====== Texto citado ======

"A minha verdade é melhor que a tua"

Não raramente discute-se os temas desta vida com amigos ou conhecidos. Resta, no entanto, um lado da moeda menos gratificante e até pobre deste tipo de conversas muito banalizadas.
Numa discussão, o saber intelectual leva muitas vezes à intervenção egocêntrica no sentido literal da palavra, onde o objectivo único passa a ser o da valorização pessoal em lugar de um enriquecer do conhecimento quanto a um tema específico. Neste tipo de conversa destaca-se acima de tudo a forma como se expressa, a qualidade dos argumentos, a capacidade de referir certos autores e por aí adiante.

Para quê esta competitividade se há, a meu ver, algo mais importante que o reconhecimento ou a validação dos outros? – Pessoalmente, prefiro abster-me de dar azo à conversa intelectual assim que seja óbvia essa guerra de palavras, não me perdendo na eloquência de alguns se todo o seu esforço consiste numa fachada para um alimentar de egos.

A dúvida como forma de crescimento
Todos nós temos bloqueios mentais e será provavelmente no sentido de trabalhá-los que residirá o caminho para o crescimento, pois presumo que, ao fazê-lo, encontrar-se-á um outro lado do bloqueio até aí desconhecido que trará possíveis melhorias à vida. Como me parece lógico, há barreiras que são úteis para não cairmos em caminhos indesejados, sendo porém aí que surge a dúvida essencial: o que devo manter como barreira e o que devo destituir? Há quem tenha medo da dúvida, aceitando as barreiras criadas pelo grupo social a que se pertence, mas duvidar é factor intrínseco do crescimento: quem não duvida não procura, não caminha e, por conclusão, estagna. Quem tem verdades últimas para proclamar é porque está provavelmente estagnado e tudo o que tem para oferecer é conhecimento baseado na razão e pouco de experiência. Afinal, é possível não se pensar e ainda assim existir.

Confiamos muito na razão talvez por crermos desde pequenos no enchimento: de experiências, de conhecimentos, de bens-materiais, de pessoas, de sentimentos, de ambições, de ideais...necessitamos dos famosos “passa-tempos”, como se o existir por si só consistisse numa actividade mal-afortunada. Os próprios livros de auto-ajuda sugerem a ideia de fulfilment como estado de espírito desejado (apesar de não conhecer a fundo em que consiste esta ideia – critico apenas a palavra atribuída).

Partamos do principio que nunca chegaremos à Verdade
No tipo de conversas puramente teóricas discute-se a Verdade e proclama-se por beleza ao discurso que a verdade de um não é mais válida que a do outro, desde que se tenha os argumentos certos. Lá se entra novamente na guerrinha da argumentação.

====== Dados fornecidos ======

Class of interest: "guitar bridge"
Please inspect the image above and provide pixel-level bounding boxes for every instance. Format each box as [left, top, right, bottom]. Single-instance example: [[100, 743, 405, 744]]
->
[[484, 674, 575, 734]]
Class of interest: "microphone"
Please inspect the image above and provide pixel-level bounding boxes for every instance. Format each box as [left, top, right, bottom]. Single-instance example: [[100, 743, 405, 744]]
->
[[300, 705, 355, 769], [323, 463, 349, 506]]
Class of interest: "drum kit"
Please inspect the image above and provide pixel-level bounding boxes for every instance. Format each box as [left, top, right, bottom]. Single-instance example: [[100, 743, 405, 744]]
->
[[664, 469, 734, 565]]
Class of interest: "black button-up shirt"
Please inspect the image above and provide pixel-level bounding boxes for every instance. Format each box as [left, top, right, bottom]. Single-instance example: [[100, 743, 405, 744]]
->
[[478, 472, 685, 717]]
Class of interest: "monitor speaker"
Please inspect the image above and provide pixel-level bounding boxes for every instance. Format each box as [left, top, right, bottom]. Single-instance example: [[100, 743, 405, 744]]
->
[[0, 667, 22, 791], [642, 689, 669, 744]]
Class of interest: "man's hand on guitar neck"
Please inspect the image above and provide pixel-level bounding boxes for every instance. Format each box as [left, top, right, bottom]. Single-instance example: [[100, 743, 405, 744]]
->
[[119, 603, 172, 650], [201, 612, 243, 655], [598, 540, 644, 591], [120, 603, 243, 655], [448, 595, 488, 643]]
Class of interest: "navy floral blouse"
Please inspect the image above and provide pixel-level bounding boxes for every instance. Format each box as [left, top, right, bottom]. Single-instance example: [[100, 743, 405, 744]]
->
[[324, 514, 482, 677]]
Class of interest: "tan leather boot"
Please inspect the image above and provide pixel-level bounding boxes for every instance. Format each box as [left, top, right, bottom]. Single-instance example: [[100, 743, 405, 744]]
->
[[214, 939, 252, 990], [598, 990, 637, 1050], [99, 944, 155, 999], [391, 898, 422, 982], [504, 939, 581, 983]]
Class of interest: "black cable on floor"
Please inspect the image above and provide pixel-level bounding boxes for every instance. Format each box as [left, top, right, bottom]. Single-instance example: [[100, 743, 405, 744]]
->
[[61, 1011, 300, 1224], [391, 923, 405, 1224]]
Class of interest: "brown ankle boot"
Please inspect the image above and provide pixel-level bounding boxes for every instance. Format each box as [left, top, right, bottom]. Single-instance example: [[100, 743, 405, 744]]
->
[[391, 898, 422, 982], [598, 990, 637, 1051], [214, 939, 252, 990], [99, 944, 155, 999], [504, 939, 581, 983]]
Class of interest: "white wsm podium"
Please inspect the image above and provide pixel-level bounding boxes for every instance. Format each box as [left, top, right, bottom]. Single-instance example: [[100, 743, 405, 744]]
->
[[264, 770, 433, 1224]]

======

▶ Objetivo da tarefa:
Escreva a continuação do texto sobre a disputa de verdades nas conversas intelectuais, começando logo após a última frase apresentada.

▶ Resposta da tarefa:
E quando chegamos – se chegarmos – a um conceito absolutamente verdadeiro, o que se faz com ele? Não passa de um conceito, um conjunto de palavras e por palavras não passam de símbolos e, como símbolos que são, apenas indicam padrões limitados daquilo que a nossa mente (também ela limitada) vai captando da realidade.

Hoje prefiro conversar com alguém simples e conhecer a sua historia de vida, alguém que porventura conheça pouco da teoria defendida pelas personalidades altivas ao longo da historia. É, por um lado, a experiência de quem passou por episódios profundos na vida e, por outro, a falta de preocupação com a sensatez do discurso que gosto nestas pessoas: reais, simples e sinceras.

Pensar que existe uma Verdade última destrói-nos por dentro, por instalar – ao invés de desintegrar – uma imensidade de limitações. Julgar, por exemplo, que nascemos com um propósito na vida enche a nossa mente, torna-nos maiores no sentido ilusório e exclui-nos do sofrimento do vazio, por isso faz sentido que muitos acreditem no destino. Não esporadicamente, aqueles que atingem esse tal fulfilment, esse enchimento egocêntrico, nos píncaros de uma vida onde o orgulho próprio é constante, um sentimento mísero assola afinal a alma pois o tal enchimento nunca poderá ser total: por mais que se tenha é sempre possível ter-se mais e resulta daí a insatisfação, raiz-mãe da vida pobre.
Desta feita, passamos a vida a fugir com medo da noção de vazio, buscando no tal enchimento a cura para os problemas. Eis, portanto, a importância da simplicidade e de aceitarmos o nada, de outra forma a ilusão será provavelmente manifestada tendo como consequência um disfarce ao sofrimento.

Construamos a partir da riqueza do nada, pois o espírito estará aberto à aprendizagem, permitindo o crescimento e a criação saudável.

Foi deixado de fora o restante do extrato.